QUOTED PASSAGE
## can yall help me out Devon wanted to know if x−3 is a factor of f(x)=x^3+x^2−10x+8. She applied the Factor Theorem and concluded

can yall help me out

Devon wanted to know if x−3 is a factor of f(x)=x^3+x^2−10x+8. She applied the Factor Theorem and concluded that x−3 is not a factor of f(x), as shown in the following work.

f(−3)=(−3)^3+(−3)^2−10(−3)+8=20

f(−3)=20, so the remainder is 20.

The remainder is 20, so x−3 is not a factor of f(x).

Did Devon make a mistake? If so, what was her mistake?

A.Yes, x−3 is a factor of f(x).

B.Yes, Devon evaluated f(−3) incorrectly.

C.No, Devon did not may any mistakes.

D.Yes, Devon should have evaluated f(3).

EXTRACTED MATERIAL
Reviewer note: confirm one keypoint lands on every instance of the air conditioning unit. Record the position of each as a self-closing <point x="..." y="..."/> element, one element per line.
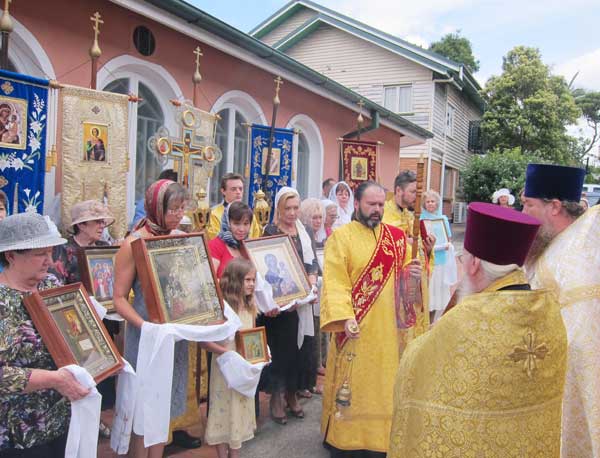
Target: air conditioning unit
<point x="459" y="212"/>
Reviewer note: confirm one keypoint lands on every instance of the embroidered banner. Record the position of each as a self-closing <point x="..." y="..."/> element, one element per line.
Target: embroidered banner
<point x="94" y="155"/>
<point x="23" y="122"/>
<point x="280" y="167"/>
<point x="359" y="161"/>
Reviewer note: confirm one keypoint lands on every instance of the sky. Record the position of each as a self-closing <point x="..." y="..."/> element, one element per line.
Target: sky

JOB
Continue the Factor Theorem forum thread from its last line.

SOLVED EXERCISE
E,Yes, f(−3)=20 does not mean the remainder is 20.

## Answers ( )

Answer:Option D, Yes, Devon should have evaluated f(3)

Step-by-step explanation:f(x) = x^3 + x^2 − 10x + 8

Step 1: Evaluate using F(3) NOT f(-3)f(3) = 3^3 + 3^2 – 10(3) + 8

f(3) = 27 + 9 – 30 + 8

f(3) = 14

Since the factor is (x – 3) the x value is x – 3 + 3 = 0 + 3 -> x = 3 not x = -3

Answer:

Option D, Yes, Devon should have evaluated f(3)